GIVEN TEXT ->
= = = = = = =

In that sense, I'm making it work like Python code in a file. The advantage of code in files is that I can use all of the slick code analysis tools that will warn me about my mistakes. I wish there were something that would let those tools go through the code in a Python notebook from top to bottom.

kzrdude · on March 26, 2022

papermill is good and ploomber is a thing to watch.

Ploomber makes it systematic - store notebooks as .py (py:percent files for example), parameterize them with papermill and execute as a batch job. One can view the resulting jupyter notebooks as .ipynb later and produce reports as html if wanted. It's really good already, and better if ploomber gets more development.

The whole reason it works is because it's easy to open the .py notebook and work on it, interactively, in jupyter.

The main idea - jupytext for .py notebooks and papermill for parameters & execution - that's already "stable" and easy for anyone to use for their own purposes.

edublancas · on March 26, 2022

(ploomber maintainer here)

Any feedback for us? What can we do to improve Ploomber?

kzrdude · on March 27, 2022

Maybe I haven't come far enough with my ploomber use to tell yet! It works nicely but I know I'll learn more and open my eyes more as I go.

As a first impression, I eventually found meta.extract_upstream = False which I think is important. Reason: The code for each step should be a lego piece, a black box with inputs and outputs. That code should not itself hardcode what its predecessor in the pipeline is - you connect the pieces in pipeline.yaml. (extract_upstream = False is not by itself enough to solve this, since you also need to be able to rename inputs/outputs for a notebook to be fully reusable as a lego piece, but it's good enough for now.)

I also for my own sanity need to know more about how the jupyter extension part works, how it decides to load injected-parameters or not. But maybe I could learn that somehow from docs.

In general I want components that are easy to understand and plug together and less magic (but the whole jupyter ecosystem's source code feels this way to me unfortunately, lots of hard to follow abstractions passing things around). But it's developing rapidly and already very useful, thank you so much!

edublancas · on March 29, 2022

This is great feedback, thanks a lot!

I'll ensure we display the "extract_upstream" more prominently in the docs, we've been getting this feedback a couple times now :)

= = = = = = =

QUESTIONS ->
a - Please copy the passage from the ploomber thread from "I also for my" up to and including "thanks a lot!".
b - According to the ploomber thread, which setting did kzrdude eventually find and consider important?
c - Translate this sentence from the ploomber thread into Spanish: "The whole reason it works is because it's easy to open the .py notebook and work on it, interactively, in jupyter."

DATASET RECORDS ->
= = = = = = =

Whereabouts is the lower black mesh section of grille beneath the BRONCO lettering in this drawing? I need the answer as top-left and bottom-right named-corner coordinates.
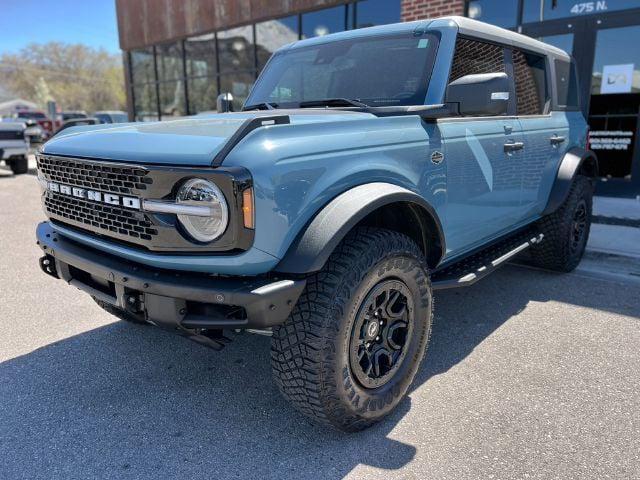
top-left (44, 193), bottom-right (158, 240)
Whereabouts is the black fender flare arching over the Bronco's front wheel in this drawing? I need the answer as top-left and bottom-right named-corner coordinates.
top-left (275, 182), bottom-right (446, 274)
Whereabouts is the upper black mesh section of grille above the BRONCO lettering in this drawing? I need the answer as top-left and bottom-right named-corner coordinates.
top-left (38, 157), bottom-right (153, 195)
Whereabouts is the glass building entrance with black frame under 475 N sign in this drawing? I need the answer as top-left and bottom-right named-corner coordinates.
top-left (523, 10), bottom-right (640, 197)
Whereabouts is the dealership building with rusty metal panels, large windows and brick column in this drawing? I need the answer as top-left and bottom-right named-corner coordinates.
top-left (116, 0), bottom-right (640, 197)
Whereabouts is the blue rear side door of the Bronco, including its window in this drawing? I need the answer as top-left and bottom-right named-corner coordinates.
top-left (511, 49), bottom-right (569, 219)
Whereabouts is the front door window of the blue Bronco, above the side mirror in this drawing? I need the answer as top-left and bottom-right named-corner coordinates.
top-left (449, 38), bottom-right (505, 82)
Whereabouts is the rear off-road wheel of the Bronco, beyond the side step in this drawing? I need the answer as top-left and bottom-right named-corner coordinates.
top-left (530, 175), bottom-right (593, 272)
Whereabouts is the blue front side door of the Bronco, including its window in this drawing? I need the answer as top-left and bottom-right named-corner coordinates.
top-left (438, 38), bottom-right (524, 256)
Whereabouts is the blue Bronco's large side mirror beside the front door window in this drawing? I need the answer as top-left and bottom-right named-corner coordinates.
top-left (447, 73), bottom-right (511, 116)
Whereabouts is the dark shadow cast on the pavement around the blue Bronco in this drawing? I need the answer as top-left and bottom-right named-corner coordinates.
top-left (0, 267), bottom-right (638, 478)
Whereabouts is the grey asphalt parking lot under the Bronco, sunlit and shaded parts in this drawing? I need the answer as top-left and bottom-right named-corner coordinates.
top-left (0, 166), bottom-right (640, 479)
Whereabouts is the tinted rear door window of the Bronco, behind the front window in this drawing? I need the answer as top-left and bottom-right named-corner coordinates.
top-left (513, 50), bottom-right (548, 115)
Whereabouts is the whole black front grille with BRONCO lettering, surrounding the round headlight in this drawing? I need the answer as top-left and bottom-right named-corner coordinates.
top-left (36, 153), bottom-right (253, 253)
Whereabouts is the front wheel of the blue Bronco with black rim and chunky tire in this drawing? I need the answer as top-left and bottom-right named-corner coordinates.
top-left (271, 228), bottom-right (433, 431)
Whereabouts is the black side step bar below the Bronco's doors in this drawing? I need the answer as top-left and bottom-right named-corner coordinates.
top-left (431, 233), bottom-right (544, 290)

= = = = = = =

RESULTS FOR EACH TASK ->
a -
I also for my own sanity need to know more about how the jupyter extension part works, how it decides to load injected-parameters or not. But maybe I could learn that somehow from docs.

In general I want components that are easy to understand and plug together and less magic (but the whole jupyter ecosystem's source code feels this way to me unfortunately, lots of hard to follow abstractions passing things around). But it's developing rapidly and already very useful, thank you so much!

edublancas · on March 29, 2022

This is great feedback, thanks a lot!

b - meta.extract_upstream = False

c - Toda la razón por la que funciona es que es fácil abrir el notebook .py y trabajar en él, de forma interactiva, en jupyter.